Written exercise 1: In the forum passage, rewrite the paragraph beginning "Yes, small containers are more likely" as a short list that keeps its main facts.

Passage:
********************

Id guess that the reason you dont have problems with your city water are, either your city has very clean water. Ive heard of some city water having less than 100ppm. Which would work fine! But another though that comes to mind when you water a bog. Theirs more area for any "hardness" from the water to dissipate too and what ever rains you get leach them out too. But in a small container Those nasties are bound to build up, thats why pure water is recommended for smaller containers. 

When I potted my large plants i would use 3-4 6" pots in a long window potter, and would just eye ball the water with that. It worked great for retaining humidity around younger plants. I never had problems with this set up. I had a few S. psittacina and S. minor in that same style set up, with a bit more water; The two species are notorious for being picky growers. I would collect rain water and use Water from Walmart on occasion! They sound difficult but once you figure one out, odds are you can grow allot of other ones.


----------



## Tarac (Nov 27, 2012)

Yes, small containers are more likely to have problems without more frequent flushing- the key is that they do have to be flushed.  We don't have problems here because before anything can build up to that level (assuming a moderately sized outdoor bog- say the size of half a whiskey barrel) it rains.  If you have a closed bottom container, sure you will have problems and the rate at which they occur is sped up in smaller volumes, just like water issues in fish tanks and so on.  Smaller systems are always more difficult in this regard.

********************

Excerpts from segmentation records:
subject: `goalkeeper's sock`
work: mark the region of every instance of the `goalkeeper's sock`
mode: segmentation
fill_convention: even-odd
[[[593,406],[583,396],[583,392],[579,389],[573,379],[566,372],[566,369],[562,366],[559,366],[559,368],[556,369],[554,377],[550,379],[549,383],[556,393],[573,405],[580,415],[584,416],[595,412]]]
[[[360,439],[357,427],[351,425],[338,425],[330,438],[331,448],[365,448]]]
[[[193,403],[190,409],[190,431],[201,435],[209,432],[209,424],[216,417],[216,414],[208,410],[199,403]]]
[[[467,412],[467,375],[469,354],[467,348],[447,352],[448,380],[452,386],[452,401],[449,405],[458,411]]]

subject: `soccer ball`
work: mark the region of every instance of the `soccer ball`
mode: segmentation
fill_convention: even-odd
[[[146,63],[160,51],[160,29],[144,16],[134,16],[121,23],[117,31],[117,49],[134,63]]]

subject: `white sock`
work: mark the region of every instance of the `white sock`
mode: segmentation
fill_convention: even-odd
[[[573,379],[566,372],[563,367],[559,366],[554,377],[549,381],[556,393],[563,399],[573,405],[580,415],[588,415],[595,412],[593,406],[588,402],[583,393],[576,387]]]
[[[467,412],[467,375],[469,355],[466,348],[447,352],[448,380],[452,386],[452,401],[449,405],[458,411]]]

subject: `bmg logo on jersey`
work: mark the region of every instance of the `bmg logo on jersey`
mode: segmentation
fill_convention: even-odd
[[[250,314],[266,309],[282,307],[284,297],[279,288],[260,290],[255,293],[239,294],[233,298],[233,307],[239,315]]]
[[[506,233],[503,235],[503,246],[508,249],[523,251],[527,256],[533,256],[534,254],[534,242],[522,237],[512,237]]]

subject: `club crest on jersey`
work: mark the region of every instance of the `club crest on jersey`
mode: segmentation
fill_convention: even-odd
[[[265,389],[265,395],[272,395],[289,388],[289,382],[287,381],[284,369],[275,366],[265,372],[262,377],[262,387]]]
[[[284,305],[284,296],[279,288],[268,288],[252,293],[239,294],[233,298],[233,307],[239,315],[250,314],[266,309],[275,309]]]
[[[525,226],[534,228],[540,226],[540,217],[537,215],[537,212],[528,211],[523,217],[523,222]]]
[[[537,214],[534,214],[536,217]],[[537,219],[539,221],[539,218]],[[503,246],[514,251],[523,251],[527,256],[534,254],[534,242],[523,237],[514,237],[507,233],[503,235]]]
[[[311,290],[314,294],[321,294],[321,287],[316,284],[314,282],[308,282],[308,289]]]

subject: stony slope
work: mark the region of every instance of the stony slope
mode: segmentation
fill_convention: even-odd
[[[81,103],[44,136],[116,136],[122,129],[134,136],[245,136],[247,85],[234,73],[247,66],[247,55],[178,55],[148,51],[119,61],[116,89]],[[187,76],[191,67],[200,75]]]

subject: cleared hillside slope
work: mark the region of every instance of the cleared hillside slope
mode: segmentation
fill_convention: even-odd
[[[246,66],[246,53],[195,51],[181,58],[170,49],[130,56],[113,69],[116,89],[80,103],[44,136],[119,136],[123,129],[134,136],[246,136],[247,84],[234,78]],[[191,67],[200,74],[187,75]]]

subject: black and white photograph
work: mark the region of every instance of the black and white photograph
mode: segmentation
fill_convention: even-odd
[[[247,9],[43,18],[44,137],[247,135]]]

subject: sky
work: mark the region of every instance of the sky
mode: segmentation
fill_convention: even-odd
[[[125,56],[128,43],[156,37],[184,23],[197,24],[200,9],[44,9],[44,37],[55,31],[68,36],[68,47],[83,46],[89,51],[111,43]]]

********************

Written exercise 2: Arrange the lines of the listing as a numbered list, leaving out blank lines, beginning at the line that contains "subject: sky" and continuing through the end of the listing.

Expected answer 1:
- Small containers run into problems more readily unless they are flushed more often, and flushing them is essential.
- The writer has no such problems because rain falls before anything builds up to a harmful level, assuming a moderately sized outdoor bog of about half a whiskey barrel.
- A closed-bottom container will develop problems, and they arise faster in smaller volumes, as with water issues in fish tanks.
- Smaller systems are always more difficult in this respect.

Expected answer 2:
1. subject: sky
2. work: mark the region of every instance of the sky
3. mode: segmentation
4. fill_convention: even-odd
5. [[[125,56],[128,43],[156,37],[184,23],[197,24],[200,9],[44,9],[44,37],[55,31],[68,36],[68,47],[83,46],[89,51],[111,43]]]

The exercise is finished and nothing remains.